=== Source text ===
We are not disappointed.  Decker’s subsequent exploration leads to an object which, though it will likely bring to Decker’s mind questions pertaining to his own identity (notably, is he a replicant?), suggests for us and potentially for him a way of being through a choice of what and what not to value which makes these questions, if not moot, potentially nowhere near as vital for our self-understanding.  Decker does not fear being a replicant because this would make him one of the hunted, he fears it because it makes his experiences, his own treasured memories, an implantation from some disinterested other person—because it would make him more someone else’s personal agenda than himself a person, someone ensouled.  But what cannot be an implantation is his experience of the here and now, and his choice whether to make for himself the kind of experiences worthy of photos is under his control, subject, only, to his decision on how to relate to the people he meets, objects he finds, the environments he finds himself within.
===
◆ Required task 1
From the passage on Decker, list the three things his decision about how to relate to is said to concern.
The text and the records come from unrelated sources.
=== Data supplied ===
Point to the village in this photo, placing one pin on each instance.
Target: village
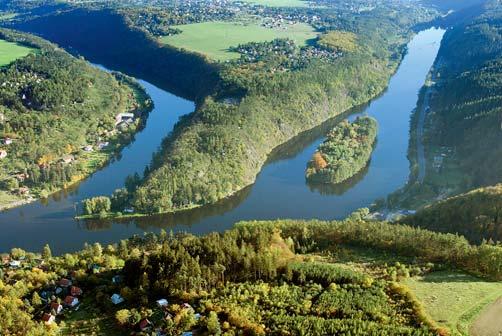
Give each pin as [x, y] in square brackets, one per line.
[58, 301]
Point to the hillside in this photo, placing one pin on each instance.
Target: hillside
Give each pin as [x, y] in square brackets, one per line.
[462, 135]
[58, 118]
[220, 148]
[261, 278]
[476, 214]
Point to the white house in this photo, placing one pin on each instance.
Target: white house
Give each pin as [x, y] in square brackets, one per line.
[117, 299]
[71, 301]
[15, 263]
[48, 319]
===
=== Data supplied ===
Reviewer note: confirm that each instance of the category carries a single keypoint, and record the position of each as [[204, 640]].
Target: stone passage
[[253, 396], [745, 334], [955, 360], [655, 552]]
===
◆ Required task 2
Return every line of the records that contains the word "each". Case counts.

◆ Right answer 1
the people he meets
objects he finds
the environments he finds himself within

◆ Right answer 2
Point to the village in this photo, placing one pin on each instance.
Give each pin as [x, y] in square brackets, one per line.
Point to the hillside in this photo, placing one pin on each instance.
Give each pin as [x, y] in square brackets, one per line.
Point to the white house in this photo, placing one pin on each instance.
Give each pin as [x, y] in square brackets, one per line.
Reviewer note: confirm that each instance of the category carries a single keypoint, and record the position of each as [[204, 640]].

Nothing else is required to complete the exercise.